In the listing below, locate the line containing "of cucumbers in"; reproduce that line and all lines that follow it, unchanged.

********************

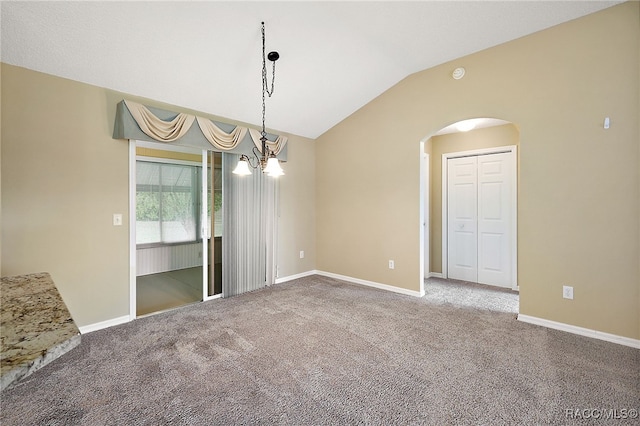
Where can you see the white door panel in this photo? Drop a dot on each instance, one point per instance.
(494, 219)
(462, 219)
(479, 217)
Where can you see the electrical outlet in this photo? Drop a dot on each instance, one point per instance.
(567, 292)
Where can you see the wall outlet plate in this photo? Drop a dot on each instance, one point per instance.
(567, 292)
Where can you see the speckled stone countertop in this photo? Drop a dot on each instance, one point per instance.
(35, 326)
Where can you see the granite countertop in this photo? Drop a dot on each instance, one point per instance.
(35, 326)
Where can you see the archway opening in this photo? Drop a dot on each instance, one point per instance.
(479, 137)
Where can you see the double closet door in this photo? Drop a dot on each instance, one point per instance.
(480, 218)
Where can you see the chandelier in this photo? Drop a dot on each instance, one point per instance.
(266, 159)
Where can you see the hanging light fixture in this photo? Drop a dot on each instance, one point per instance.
(267, 160)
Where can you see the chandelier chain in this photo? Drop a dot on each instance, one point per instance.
(265, 85)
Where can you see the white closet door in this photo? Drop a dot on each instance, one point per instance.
(494, 219)
(462, 212)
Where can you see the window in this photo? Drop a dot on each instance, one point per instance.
(167, 200)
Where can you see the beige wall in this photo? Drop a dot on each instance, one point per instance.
(579, 184)
(63, 177)
(456, 142)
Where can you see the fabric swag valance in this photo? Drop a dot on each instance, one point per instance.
(136, 121)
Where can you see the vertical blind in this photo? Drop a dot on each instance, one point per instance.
(250, 229)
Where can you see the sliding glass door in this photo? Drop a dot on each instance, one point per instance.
(215, 224)
(178, 232)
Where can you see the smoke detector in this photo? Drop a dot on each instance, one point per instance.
(458, 73)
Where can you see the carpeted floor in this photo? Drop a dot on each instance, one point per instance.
(319, 351)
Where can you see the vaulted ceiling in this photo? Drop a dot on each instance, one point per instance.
(334, 56)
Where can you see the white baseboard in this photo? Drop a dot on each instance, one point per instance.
(621, 340)
(372, 284)
(103, 324)
(281, 280)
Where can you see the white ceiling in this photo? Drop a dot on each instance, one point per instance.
(334, 56)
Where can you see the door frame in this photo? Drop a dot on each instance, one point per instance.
(204, 228)
(513, 149)
(425, 216)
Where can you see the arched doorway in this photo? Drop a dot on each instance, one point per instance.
(465, 139)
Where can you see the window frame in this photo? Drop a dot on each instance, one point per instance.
(197, 194)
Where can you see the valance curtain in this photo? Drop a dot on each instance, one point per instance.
(136, 121)
(250, 228)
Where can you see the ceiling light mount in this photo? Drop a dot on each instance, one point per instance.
(458, 73)
(266, 160)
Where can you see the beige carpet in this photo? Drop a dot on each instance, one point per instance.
(318, 351)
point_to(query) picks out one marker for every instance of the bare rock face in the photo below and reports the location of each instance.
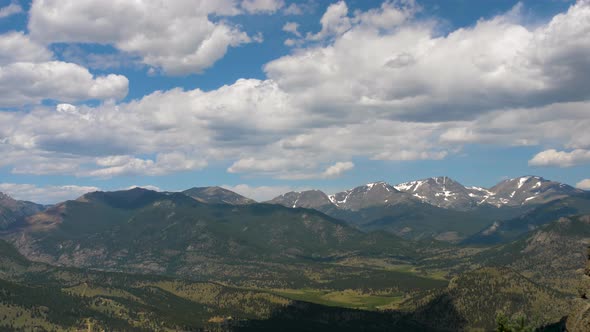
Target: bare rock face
(579, 319)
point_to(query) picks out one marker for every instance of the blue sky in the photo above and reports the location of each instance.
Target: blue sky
(267, 96)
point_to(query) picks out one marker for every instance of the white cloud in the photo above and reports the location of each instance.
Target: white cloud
(11, 9)
(335, 21)
(179, 37)
(292, 27)
(556, 158)
(30, 83)
(415, 95)
(294, 9)
(28, 76)
(338, 169)
(262, 6)
(49, 194)
(496, 64)
(18, 47)
(128, 165)
(584, 184)
(261, 193)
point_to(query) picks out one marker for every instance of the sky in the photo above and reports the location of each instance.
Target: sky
(268, 96)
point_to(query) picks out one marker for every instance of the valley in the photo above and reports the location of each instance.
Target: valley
(375, 257)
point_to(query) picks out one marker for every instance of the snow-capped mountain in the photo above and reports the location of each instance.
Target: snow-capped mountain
(311, 199)
(528, 190)
(371, 194)
(447, 193)
(442, 192)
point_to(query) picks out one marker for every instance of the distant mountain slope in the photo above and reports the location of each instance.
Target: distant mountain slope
(525, 190)
(475, 298)
(158, 232)
(217, 195)
(370, 195)
(442, 192)
(311, 199)
(379, 206)
(12, 210)
(529, 190)
(552, 255)
(508, 230)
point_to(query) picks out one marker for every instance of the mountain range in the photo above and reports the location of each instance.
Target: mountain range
(441, 192)
(416, 256)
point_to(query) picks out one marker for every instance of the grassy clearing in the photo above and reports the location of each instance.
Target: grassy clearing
(346, 299)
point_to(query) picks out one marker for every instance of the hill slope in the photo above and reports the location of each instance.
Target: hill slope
(147, 231)
(553, 255)
(12, 211)
(217, 195)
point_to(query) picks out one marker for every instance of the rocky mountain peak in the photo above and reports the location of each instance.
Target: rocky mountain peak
(440, 191)
(370, 194)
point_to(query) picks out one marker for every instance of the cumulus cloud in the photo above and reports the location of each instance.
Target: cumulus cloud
(556, 158)
(262, 6)
(164, 163)
(338, 169)
(30, 83)
(497, 82)
(45, 194)
(18, 47)
(497, 64)
(179, 37)
(261, 193)
(292, 27)
(584, 184)
(28, 76)
(11, 9)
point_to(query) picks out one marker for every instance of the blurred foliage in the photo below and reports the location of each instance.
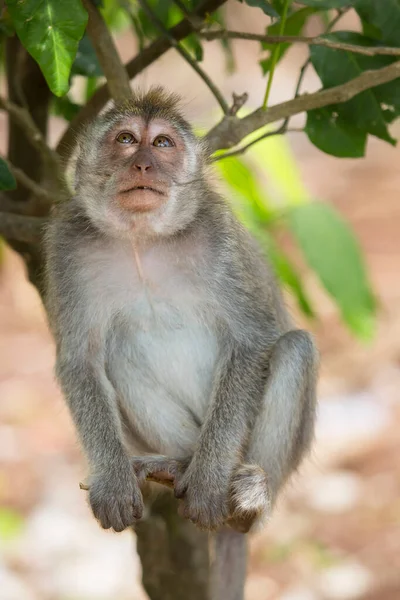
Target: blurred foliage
(7, 179)
(53, 32)
(11, 525)
(326, 242)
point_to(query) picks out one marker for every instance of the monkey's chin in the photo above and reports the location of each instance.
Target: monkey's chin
(138, 201)
(121, 222)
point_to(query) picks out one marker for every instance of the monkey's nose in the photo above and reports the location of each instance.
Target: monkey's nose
(142, 166)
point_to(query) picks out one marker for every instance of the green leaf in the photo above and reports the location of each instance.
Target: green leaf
(192, 43)
(329, 132)
(50, 30)
(86, 62)
(293, 26)
(7, 179)
(241, 180)
(265, 7)
(64, 107)
(334, 67)
(381, 15)
(332, 251)
(325, 4)
(287, 273)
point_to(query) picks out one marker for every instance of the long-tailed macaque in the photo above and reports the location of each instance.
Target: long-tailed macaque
(173, 340)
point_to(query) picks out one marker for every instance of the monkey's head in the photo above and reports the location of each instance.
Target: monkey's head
(139, 167)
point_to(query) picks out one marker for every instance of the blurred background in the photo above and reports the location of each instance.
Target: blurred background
(336, 532)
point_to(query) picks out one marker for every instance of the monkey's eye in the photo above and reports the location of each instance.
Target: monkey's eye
(126, 138)
(162, 141)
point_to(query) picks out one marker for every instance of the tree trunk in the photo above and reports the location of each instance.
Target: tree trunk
(174, 554)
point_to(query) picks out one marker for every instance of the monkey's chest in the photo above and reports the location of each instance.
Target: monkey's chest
(162, 360)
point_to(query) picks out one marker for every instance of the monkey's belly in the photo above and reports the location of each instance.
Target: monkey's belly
(163, 378)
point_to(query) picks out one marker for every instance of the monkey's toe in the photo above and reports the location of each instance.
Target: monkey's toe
(250, 498)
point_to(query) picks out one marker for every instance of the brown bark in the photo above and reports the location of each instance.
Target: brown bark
(174, 554)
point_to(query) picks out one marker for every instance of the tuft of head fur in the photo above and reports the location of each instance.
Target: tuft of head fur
(95, 176)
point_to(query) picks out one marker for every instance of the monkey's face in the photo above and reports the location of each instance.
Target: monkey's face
(139, 177)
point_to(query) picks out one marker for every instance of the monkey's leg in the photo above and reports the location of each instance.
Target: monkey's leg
(228, 565)
(283, 431)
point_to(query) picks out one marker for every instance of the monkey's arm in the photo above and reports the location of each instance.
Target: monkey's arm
(80, 330)
(248, 330)
(235, 402)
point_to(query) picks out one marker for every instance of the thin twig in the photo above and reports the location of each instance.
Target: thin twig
(275, 53)
(231, 130)
(107, 54)
(135, 66)
(299, 39)
(193, 63)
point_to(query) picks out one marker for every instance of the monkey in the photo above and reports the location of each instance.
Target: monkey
(173, 340)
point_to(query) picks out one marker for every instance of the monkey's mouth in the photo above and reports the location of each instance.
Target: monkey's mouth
(141, 199)
(141, 188)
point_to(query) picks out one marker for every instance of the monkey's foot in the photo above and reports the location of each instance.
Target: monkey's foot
(250, 499)
(156, 468)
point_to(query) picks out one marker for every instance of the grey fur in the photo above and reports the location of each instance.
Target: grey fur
(199, 362)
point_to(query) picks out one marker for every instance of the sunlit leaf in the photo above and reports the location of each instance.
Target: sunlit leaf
(324, 4)
(332, 251)
(11, 524)
(50, 30)
(265, 6)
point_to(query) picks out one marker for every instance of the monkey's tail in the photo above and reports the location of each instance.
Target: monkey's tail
(229, 563)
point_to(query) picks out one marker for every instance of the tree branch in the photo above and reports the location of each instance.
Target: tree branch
(279, 131)
(106, 52)
(231, 130)
(299, 39)
(27, 182)
(21, 228)
(149, 55)
(186, 56)
(23, 118)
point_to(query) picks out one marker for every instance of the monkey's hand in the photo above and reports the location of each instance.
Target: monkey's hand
(115, 497)
(205, 494)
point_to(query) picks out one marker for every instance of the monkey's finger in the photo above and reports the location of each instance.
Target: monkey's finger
(180, 490)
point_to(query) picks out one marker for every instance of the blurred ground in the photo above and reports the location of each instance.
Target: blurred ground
(336, 533)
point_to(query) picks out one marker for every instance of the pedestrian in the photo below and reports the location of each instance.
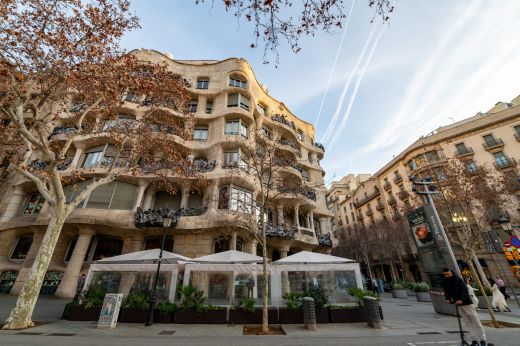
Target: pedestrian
(502, 287)
(456, 292)
(499, 301)
(250, 284)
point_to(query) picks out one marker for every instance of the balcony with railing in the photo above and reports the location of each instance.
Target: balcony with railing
(462, 152)
(494, 143)
(505, 162)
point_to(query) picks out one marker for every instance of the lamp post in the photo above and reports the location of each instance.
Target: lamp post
(167, 221)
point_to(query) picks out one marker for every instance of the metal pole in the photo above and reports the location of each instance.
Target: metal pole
(502, 267)
(443, 233)
(153, 295)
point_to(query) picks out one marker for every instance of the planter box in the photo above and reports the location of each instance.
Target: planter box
(239, 316)
(401, 294)
(441, 307)
(423, 296)
(347, 315)
(482, 302)
(80, 313)
(322, 315)
(288, 316)
(133, 315)
(209, 317)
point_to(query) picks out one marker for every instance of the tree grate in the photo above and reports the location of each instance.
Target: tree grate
(167, 332)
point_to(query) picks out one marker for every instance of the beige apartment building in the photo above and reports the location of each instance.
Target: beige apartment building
(491, 139)
(227, 100)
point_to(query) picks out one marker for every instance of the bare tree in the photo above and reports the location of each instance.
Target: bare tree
(272, 25)
(62, 80)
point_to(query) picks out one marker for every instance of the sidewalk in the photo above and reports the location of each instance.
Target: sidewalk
(402, 317)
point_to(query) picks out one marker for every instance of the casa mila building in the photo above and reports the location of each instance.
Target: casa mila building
(227, 100)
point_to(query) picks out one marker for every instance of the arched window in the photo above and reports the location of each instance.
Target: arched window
(103, 247)
(240, 244)
(23, 244)
(221, 245)
(164, 199)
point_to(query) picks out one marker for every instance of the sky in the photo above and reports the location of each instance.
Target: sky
(433, 63)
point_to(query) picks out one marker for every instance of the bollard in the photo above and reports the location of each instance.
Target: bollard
(373, 312)
(309, 313)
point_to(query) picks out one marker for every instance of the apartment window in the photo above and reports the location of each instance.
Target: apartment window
(21, 249)
(164, 199)
(235, 127)
(33, 204)
(471, 166)
(200, 133)
(93, 157)
(209, 107)
(235, 198)
(236, 100)
(116, 195)
(192, 108)
(267, 133)
(234, 158)
(237, 82)
(202, 83)
(260, 109)
(501, 159)
(121, 123)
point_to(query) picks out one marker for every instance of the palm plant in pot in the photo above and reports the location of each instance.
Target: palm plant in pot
(399, 290)
(422, 292)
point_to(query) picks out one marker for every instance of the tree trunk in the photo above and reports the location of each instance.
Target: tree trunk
(21, 315)
(265, 301)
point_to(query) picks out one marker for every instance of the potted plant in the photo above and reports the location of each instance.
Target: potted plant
(410, 288)
(292, 312)
(87, 307)
(135, 308)
(481, 300)
(342, 314)
(399, 290)
(192, 309)
(422, 290)
(320, 303)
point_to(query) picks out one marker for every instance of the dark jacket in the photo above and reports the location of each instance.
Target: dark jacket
(455, 289)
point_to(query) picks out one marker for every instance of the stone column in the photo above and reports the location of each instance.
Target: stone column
(296, 216)
(77, 156)
(185, 198)
(69, 282)
(233, 241)
(279, 214)
(148, 199)
(140, 194)
(28, 262)
(16, 197)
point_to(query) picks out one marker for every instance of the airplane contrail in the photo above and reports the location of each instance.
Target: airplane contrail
(334, 64)
(331, 127)
(343, 123)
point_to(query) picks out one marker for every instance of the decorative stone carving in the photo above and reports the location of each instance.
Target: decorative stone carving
(325, 240)
(155, 217)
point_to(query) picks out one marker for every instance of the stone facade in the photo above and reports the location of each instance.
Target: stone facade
(491, 139)
(222, 92)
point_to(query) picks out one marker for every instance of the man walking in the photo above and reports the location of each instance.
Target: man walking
(456, 292)
(502, 287)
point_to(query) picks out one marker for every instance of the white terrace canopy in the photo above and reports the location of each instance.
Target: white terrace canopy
(134, 272)
(225, 276)
(305, 270)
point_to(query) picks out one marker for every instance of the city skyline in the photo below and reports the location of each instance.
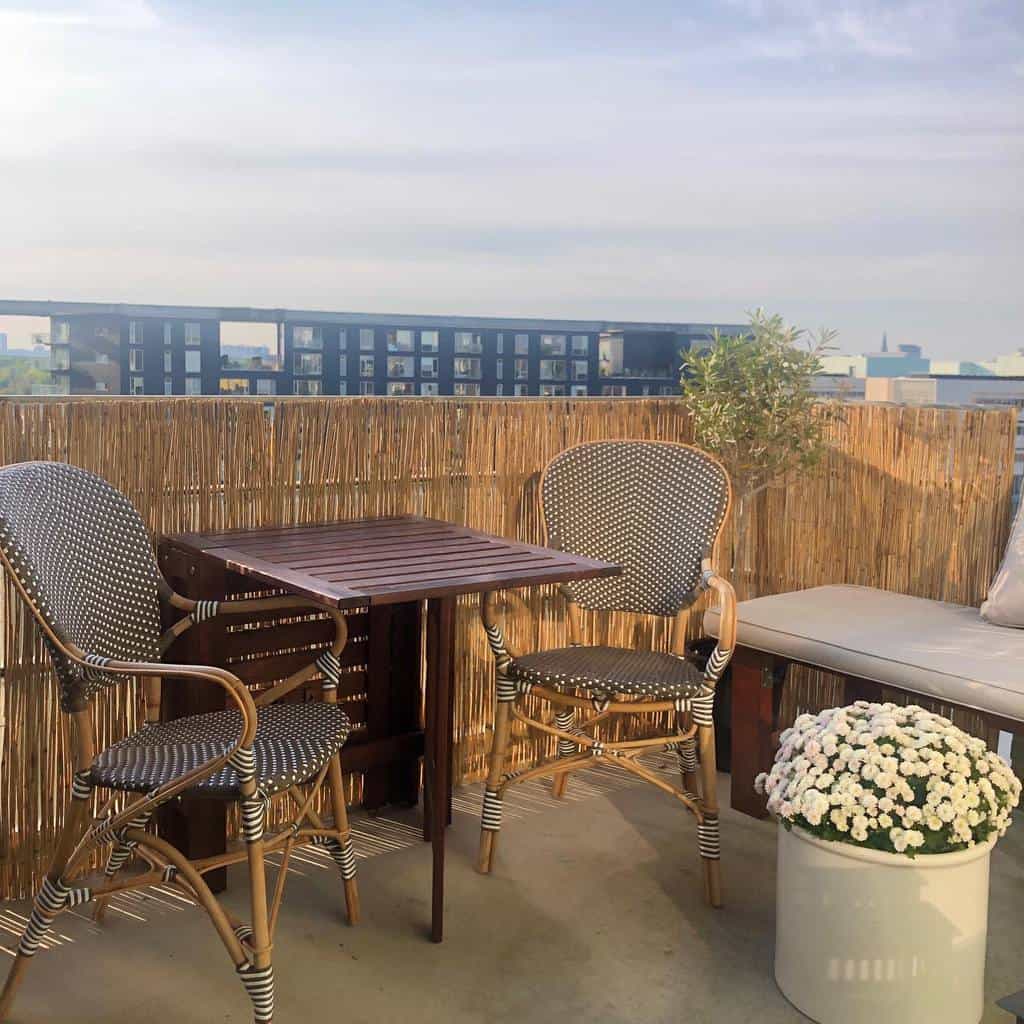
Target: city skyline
(849, 165)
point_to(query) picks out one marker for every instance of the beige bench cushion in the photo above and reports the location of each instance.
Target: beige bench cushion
(929, 647)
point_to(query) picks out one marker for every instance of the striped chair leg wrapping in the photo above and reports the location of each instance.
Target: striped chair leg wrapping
(50, 900)
(251, 809)
(709, 842)
(259, 985)
(688, 756)
(342, 852)
(491, 820)
(123, 848)
(564, 720)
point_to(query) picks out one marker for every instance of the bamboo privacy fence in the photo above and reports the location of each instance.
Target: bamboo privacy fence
(913, 500)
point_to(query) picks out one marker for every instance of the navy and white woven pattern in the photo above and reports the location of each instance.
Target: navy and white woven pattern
(651, 507)
(293, 741)
(605, 671)
(84, 557)
(259, 985)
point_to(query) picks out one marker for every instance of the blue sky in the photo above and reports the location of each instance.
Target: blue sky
(853, 164)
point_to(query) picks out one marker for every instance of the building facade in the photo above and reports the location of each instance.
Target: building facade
(98, 349)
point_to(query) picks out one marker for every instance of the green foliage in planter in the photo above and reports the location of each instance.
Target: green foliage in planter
(752, 401)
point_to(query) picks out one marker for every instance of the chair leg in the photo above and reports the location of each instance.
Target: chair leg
(709, 842)
(491, 821)
(343, 852)
(50, 899)
(564, 720)
(119, 856)
(257, 976)
(687, 755)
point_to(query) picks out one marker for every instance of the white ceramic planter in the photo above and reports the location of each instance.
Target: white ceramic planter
(864, 937)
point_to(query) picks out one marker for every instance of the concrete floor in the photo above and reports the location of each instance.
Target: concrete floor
(594, 913)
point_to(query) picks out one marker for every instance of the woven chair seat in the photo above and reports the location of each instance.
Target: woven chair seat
(606, 671)
(293, 742)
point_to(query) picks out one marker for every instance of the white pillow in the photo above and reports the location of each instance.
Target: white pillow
(1005, 604)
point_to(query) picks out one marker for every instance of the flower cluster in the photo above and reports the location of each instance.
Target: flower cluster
(898, 779)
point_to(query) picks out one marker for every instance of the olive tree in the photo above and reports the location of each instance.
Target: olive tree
(752, 404)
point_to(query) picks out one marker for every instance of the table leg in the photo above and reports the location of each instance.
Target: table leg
(756, 686)
(437, 760)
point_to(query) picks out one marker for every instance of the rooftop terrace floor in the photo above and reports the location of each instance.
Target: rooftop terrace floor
(594, 912)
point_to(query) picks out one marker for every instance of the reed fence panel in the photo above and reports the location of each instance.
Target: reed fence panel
(913, 500)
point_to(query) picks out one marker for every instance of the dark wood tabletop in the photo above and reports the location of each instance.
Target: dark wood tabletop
(388, 560)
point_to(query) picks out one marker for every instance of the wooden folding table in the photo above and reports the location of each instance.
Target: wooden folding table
(389, 561)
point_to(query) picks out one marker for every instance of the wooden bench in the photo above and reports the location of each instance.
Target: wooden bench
(875, 639)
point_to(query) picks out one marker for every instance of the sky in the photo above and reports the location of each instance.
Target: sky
(853, 164)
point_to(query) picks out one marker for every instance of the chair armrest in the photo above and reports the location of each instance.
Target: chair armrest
(327, 663)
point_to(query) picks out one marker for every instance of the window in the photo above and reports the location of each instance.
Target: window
(466, 341)
(307, 337)
(309, 363)
(466, 367)
(401, 366)
(400, 341)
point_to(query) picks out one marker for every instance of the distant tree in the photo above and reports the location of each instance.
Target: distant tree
(18, 375)
(753, 407)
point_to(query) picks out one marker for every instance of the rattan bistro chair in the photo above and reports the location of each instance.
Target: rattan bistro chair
(80, 556)
(656, 509)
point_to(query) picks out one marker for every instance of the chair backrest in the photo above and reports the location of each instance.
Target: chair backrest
(653, 507)
(83, 556)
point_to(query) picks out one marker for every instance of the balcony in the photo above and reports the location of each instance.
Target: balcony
(594, 910)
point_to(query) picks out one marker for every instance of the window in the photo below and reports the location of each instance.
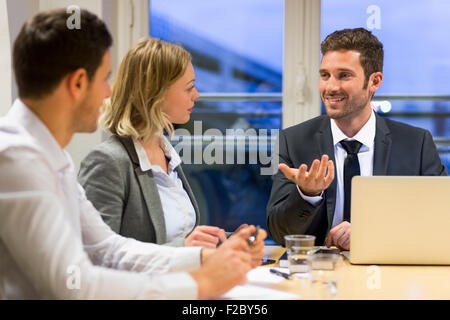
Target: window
(414, 89)
(237, 49)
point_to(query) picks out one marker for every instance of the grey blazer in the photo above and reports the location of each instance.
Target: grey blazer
(127, 197)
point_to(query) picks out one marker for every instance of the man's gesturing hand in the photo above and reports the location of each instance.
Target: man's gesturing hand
(314, 181)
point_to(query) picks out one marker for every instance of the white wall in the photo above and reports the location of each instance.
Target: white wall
(5, 60)
(126, 20)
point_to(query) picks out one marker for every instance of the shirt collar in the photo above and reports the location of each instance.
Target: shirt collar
(40, 135)
(169, 152)
(366, 135)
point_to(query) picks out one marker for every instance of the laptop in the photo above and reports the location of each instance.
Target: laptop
(400, 220)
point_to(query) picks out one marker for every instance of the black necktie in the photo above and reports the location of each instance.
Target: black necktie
(351, 168)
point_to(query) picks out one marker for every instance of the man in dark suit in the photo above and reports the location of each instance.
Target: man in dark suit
(349, 140)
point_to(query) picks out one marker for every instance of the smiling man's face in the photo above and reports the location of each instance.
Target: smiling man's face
(342, 84)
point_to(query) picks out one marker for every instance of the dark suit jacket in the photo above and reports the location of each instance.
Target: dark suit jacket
(127, 198)
(400, 150)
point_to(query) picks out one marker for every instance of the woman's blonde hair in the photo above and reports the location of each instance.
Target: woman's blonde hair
(148, 69)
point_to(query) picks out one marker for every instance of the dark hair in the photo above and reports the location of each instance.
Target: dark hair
(46, 50)
(361, 40)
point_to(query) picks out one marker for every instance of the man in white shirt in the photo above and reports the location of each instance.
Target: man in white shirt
(350, 138)
(53, 243)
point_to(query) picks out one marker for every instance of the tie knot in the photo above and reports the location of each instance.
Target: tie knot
(352, 147)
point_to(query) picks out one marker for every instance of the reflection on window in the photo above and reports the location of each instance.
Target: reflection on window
(415, 58)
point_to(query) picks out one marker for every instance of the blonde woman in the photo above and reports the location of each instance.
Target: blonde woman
(134, 177)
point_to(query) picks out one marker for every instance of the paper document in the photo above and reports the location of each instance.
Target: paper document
(255, 289)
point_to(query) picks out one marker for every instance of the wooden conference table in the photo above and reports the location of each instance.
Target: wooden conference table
(356, 282)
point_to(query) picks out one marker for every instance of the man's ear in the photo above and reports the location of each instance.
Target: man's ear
(375, 81)
(77, 83)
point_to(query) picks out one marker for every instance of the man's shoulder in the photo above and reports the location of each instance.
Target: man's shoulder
(400, 128)
(14, 137)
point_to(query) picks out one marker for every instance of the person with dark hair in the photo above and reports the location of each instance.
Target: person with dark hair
(351, 139)
(53, 242)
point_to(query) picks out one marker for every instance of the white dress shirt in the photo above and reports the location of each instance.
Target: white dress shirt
(365, 157)
(179, 213)
(53, 242)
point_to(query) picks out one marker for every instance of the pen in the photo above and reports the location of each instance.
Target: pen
(281, 274)
(253, 237)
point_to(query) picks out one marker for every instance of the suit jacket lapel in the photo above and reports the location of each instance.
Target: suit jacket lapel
(188, 189)
(325, 142)
(149, 192)
(382, 148)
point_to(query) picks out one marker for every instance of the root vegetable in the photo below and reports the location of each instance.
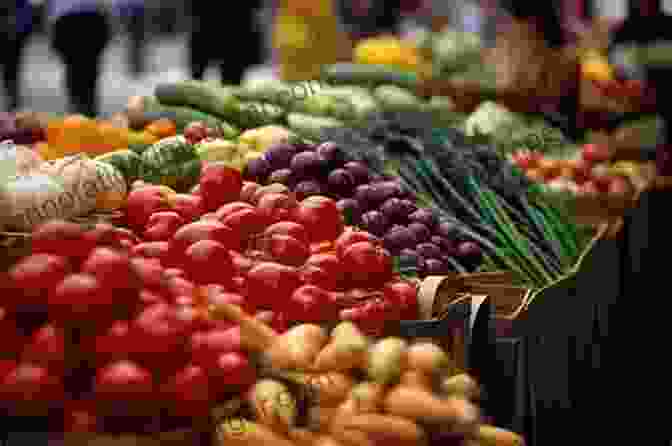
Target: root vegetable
(386, 360)
(254, 334)
(242, 432)
(416, 404)
(346, 350)
(427, 358)
(273, 404)
(460, 385)
(494, 436)
(297, 348)
(375, 424)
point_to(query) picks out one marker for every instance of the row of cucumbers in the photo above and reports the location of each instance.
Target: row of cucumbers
(349, 94)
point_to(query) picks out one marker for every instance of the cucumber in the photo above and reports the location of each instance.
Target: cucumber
(311, 126)
(258, 114)
(393, 98)
(172, 162)
(126, 161)
(371, 75)
(204, 96)
(183, 116)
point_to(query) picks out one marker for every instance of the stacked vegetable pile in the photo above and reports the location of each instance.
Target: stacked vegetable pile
(473, 189)
(378, 203)
(311, 392)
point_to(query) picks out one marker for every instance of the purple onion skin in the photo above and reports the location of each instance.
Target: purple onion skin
(425, 216)
(280, 155)
(283, 176)
(307, 188)
(307, 164)
(428, 250)
(398, 238)
(447, 230)
(446, 245)
(434, 267)
(375, 222)
(257, 170)
(332, 154)
(359, 171)
(468, 250)
(363, 194)
(420, 232)
(341, 182)
(350, 207)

********************

■ Answer in full:
point_to(query) picks out one marker for every instance of the row of cucumbers in the photo above and reports the location of each instance.
Target: row of cucumbers
(349, 94)
point_to(query) picks out one marker for every instance of the cucumber in the photo above and reports the location of each instance.
Target: cucumber
(311, 126)
(258, 114)
(393, 98)
(172, 162)
(126, 161)
(371, 75)
(204, 96)
(183, 116)
point_to(query) picks out one marker for every instance of the stacked vegetable pile in the photo above and reports the location of each instance.
Target: stacked vegetable pile
(473, 189)
(378, 203)
(311, 392)
point_to(query) picks out one marker for every instance of the purple onion skin in the photo above and reports the location of each instance.
Target: purple onion skin
(425, 216)
(280, 155)
(283, 176)
(307, 188)
(307, 164)
(428, 250)
(398, 238)
(447, 230)
(446, 245)
(434, 267)
(375, 222)
(257, 170)
(332, 154)
(359, 171)
(468, 250)
(363, 194)
(420, 232)
(341, 182)
(350, 207)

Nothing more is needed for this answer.